### Given entries
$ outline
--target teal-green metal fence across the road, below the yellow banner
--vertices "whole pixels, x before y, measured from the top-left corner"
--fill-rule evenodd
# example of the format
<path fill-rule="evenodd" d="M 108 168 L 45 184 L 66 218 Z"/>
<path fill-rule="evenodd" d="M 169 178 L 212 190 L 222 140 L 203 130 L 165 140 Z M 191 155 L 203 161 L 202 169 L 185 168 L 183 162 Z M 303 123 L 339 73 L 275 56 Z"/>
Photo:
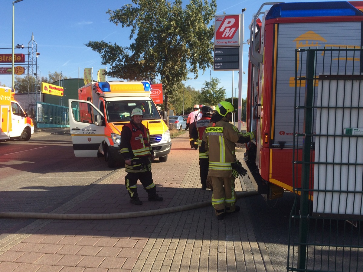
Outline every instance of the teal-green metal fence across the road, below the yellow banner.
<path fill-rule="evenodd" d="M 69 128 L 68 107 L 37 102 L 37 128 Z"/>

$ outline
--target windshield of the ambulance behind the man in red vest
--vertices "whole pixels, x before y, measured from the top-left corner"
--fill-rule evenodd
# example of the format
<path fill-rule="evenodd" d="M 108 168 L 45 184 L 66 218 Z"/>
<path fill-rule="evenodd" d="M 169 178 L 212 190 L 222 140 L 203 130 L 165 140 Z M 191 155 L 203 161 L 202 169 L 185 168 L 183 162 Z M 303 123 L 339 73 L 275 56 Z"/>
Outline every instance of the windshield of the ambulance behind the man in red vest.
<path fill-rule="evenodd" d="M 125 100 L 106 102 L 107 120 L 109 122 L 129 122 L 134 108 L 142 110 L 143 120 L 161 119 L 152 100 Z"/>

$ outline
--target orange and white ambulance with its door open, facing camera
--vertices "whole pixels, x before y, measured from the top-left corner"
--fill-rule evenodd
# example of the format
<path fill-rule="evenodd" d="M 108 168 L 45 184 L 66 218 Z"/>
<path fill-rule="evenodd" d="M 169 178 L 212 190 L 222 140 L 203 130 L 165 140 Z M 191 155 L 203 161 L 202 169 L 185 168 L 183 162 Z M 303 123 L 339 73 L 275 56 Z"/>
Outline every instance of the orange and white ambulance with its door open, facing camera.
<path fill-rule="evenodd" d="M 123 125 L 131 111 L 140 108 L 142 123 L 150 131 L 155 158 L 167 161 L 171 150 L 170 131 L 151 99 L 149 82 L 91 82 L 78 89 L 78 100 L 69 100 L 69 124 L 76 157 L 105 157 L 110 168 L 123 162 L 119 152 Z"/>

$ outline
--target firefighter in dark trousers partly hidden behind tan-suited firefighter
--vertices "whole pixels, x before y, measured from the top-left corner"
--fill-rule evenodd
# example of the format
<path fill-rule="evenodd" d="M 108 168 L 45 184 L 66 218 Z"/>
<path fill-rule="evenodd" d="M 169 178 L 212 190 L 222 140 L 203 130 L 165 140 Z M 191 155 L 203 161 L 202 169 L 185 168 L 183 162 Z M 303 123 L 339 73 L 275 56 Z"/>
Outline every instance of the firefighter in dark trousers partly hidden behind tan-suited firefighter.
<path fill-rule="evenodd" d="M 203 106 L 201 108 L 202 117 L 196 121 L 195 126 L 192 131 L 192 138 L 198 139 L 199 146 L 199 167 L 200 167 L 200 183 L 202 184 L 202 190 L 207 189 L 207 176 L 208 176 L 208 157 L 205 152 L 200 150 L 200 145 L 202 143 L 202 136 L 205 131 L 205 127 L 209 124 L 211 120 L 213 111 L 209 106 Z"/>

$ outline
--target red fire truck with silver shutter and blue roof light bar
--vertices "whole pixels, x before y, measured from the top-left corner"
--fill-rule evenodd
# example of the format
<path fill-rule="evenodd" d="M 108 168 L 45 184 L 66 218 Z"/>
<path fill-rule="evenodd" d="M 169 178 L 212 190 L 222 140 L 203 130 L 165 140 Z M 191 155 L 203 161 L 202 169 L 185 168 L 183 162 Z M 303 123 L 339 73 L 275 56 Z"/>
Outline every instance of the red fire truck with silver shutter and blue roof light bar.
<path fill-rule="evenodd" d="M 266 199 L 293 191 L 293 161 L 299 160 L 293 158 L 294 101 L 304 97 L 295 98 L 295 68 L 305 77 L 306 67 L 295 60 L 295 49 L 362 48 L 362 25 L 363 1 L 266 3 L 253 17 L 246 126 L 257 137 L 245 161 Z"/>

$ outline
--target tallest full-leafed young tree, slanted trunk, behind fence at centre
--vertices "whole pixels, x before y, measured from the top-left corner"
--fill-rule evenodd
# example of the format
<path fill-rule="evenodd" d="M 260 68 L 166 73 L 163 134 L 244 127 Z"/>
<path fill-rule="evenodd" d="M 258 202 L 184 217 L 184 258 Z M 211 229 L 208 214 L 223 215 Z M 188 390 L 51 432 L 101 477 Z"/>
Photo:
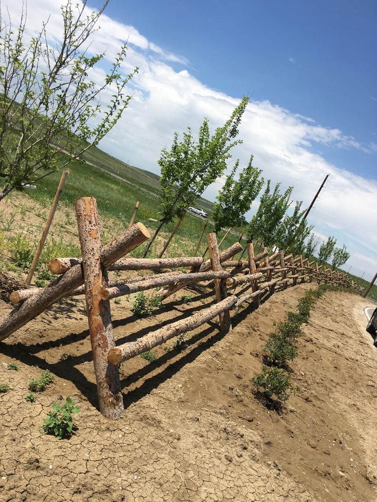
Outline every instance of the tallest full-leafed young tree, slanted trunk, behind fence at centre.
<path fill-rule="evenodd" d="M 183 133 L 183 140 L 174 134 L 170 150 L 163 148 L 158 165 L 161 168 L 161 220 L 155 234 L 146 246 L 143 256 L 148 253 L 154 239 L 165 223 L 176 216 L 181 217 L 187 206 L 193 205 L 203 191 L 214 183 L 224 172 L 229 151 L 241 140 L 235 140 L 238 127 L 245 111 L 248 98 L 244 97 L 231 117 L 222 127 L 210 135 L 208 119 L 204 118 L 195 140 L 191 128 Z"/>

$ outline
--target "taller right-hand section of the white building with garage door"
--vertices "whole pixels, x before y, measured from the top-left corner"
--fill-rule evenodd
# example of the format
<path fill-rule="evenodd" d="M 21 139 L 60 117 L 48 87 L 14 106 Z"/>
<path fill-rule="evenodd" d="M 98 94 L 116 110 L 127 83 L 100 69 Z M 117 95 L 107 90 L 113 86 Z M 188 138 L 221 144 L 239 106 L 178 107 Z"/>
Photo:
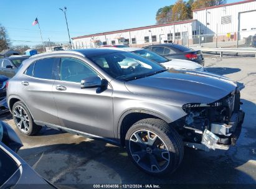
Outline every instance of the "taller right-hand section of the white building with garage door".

### What needs to be done
Without including any images, output the data exactly as given.

### Expected answer
$ outline
--target teal-green metal fence across the road, below the yellow banner
--vertices "whole pixels, x before y, measured from the top-left corner"
--fill-rule evenodd
# example of the format
<path fill-rule="evenodd" d="M 108 168 L 45 184 L 66 218 Z"/>
<path fill-rule="evenodd" d="M 169 178 L 212 190 L 222 140 L 203 130 L 165 140 Z M 191 155 L 203 161 L 202 169 L 185 168 L 183 162 Z M 303 123 L 339 73 L 275 56 Z"/>
Photo:
Outline every instance of the teal-green metal fence across the road, below the yellow banner.
<path fill-rule="evenodd" d="M 69 128 L 68 107 L 37 102 L 37 128 Z"/>

$ outline
--target windshield of the ambulance behind the man in red vest
--vertices "whole pixels, x before y, measured from the top-left corner"
--fill-rule evenodd
# example of the format
<path fill-rule="evenodd" d="M 108 168 L 45 184 L 66 218 Z"/>
<path fill-rule="evenodd" d="M 169 178 L 212 190 L 222 140 L 203 130 L 165 140 Z M 191 155 L 203 161 L 202 169 L 185 168 L 183 162 Z M 303 123 L 339 73 L 275 56 Z"/>
Outline every instance of the windshield of the ambulance behind the man in red vest.
<path fill-rule="evenodd" d="M 125 100 L 106 102 L 107 120 L 109 122 L 129 122 L 134 108 L 142 110 L 143 120 L 161 119 L 152 100 Z"/>

$ outline
--target orange and white ambulance with its door open, facing camera
--vertices "whole pixels, x before y, measured from the top-left corner"
--fill-rule evenodd
# example of the format
<path fill-rule="evenodd" d="M 108 168 L 45 184 L 66 218 Z"/>
<path fill-rule="evenodd" d="M 169 178 L 212 190 L 222 140 L 203 130 L 165 140 Z M 191 155 L 203 161 L 202 169 L 185 168 L 183 162 Z M 303 123 L 339 73 L 275 56 Z"/>
Outline every instance of the orange and white ambulance with its door open, facing camera.
<path fill-rule="evenodd" d="M 123 125 L 131 111 L 140 108 L 142 123 L 150 131 L 155 158 L 167 161 L 171 150 L 170 131 L 151 99 L 149 82 L 91 82 L 78 89 L 78 100 L 69 100 L 69 124 L 76 157 L 105 157 L 110 168 L 123 162 L 119 152 Z"/>

$ outline
--target firefighter in dark trousers partly hidden behind tan-suited firefighter
--vertices "whole pixels, x before y, measured from the top-left corner"
--fill-rule evenodd
# example of the format
<path fill-rule="evenodd" d="M 108 168 L 45 184 L 66 218 Z"/>
<path fill-rule="evenodd" d="M 169 178 L 212 190 L 222 140 L 203 130 L 165 140 Z M 191 155 L 203 161 L 202 169 L 185 168 L 183 162 Z M 303 123 L 339 73 L 275 56 Z"/>
Outline every instance of the firefighter in dark trousers partly hidden behind tan-suited firefighter.
<path fill-rule="evenodd" d="M 203 106 L 201 108 L 202 117 L 196 121 L 195 126 L 192 131 L 192 138 L 198 139 L 199 146 L 199 167 L 200 167 L 200 183 L 202 184 L 202 190 L 207 189 L 207 176 L 208 176 L 208 157 L 205 152 L 200 150 L 200 145 L 202 143 L 202 136 L 205 131 L 205 127 L 209 124 L 211 120 L 213 111 L 209 106 Z"/>

$ outline
--target red fire truck with silver shutter and blue roof light bar
--vertices "whole pixels, x before y, measured from the top-left corner"
--fill-rule evenodd
# example of the format
<path fill-rule="evenodd" d="M 108 168 L 45 184 L 66 218 Z"/>
<path fill-rule="evenodd" d="M 169 178 L 212 190 L 222 140 L 203 130 L 165 140 Z M 191 155 L 203 161 L 202 169 L 185 168 L 183 162 Z M 303 123 L 339 73 L 275 56 Z"/>
Outline every instance of the red fire truck with silver shutter and blue roof light bar.
<path fill-rule="evenodd" d="M 266 199 L 293 191 L 293 161 L 299 160 L 293 158 L 294 101 L 304 97 L 295 98 L 295 68 L 305 77 L 306 67 L 295 60 L 295 49 L 362 48 L 362 25 L 363 1 L 266 3 L 253 17 L 246 126 L 257 137 L 245 161 Z"/>

$ outline
--target tallest full-leafed young tree, slanted trunk, behind fence at centre
--vertices "whole pixels, x before y, measured from the top-left corner"
--fill-rule evenodd
# example of the format
<path fill-rule="evenodd" d="M 260 68 L 166 73 L 163 134 L 244 127 Z"/>
<path fill-rule="evenodd" d="M 258 202 L 184 217 L 184 258 Z M 211 229 L 208 214 L 223 215 Z M 188 390 L 51 432 L 101 477 Z"/>
Photo:
Outline every instance of the tallest full-leafed young tree, slanted trunk, behind fence at centre.
<path fill-rule="evenodd" d="M 183 133 L 183 140 L 174 134 L 170 150 L 163 148 L 158 165 L 161 168 L 161 220 L 155 234 L 146 246 L 143 256 L 148 253 L 154 239 L 165 223 L 176 216 L 181 217 L 187 206 L 193 205 L 203 191 L 214 183 L 224 172 L 229 151 L 241 140 L 235 140 L 238 127 L 245 111 L 248 98 L 244 97 L 231 117 L 222 127 L 210 135 L 208 119 L 204 118 L 195 140 L 191 128 Z"/>

$ outline
--target "taller right-hand section of the white building with garage door"
--vertices "whole pixels, x before y, measured from the top-left corner"
--fill-rule evenodd
# example of the format
<path fill-rule="evenodd" d="M 21 139 L 60 117 L 48 87 L 14 106 Z"/>
<path fill-rule="evenodd" d="M 98 94 L 116 110 L 127 83 L 100 69 Z M 117 95 L 107 90 L 113 86 Z M 188 138 L 221 144 L 239 106 L 178 107 Z"/>
Photo:
Outline every instance of the "taller right-hand section of the white building with garage door".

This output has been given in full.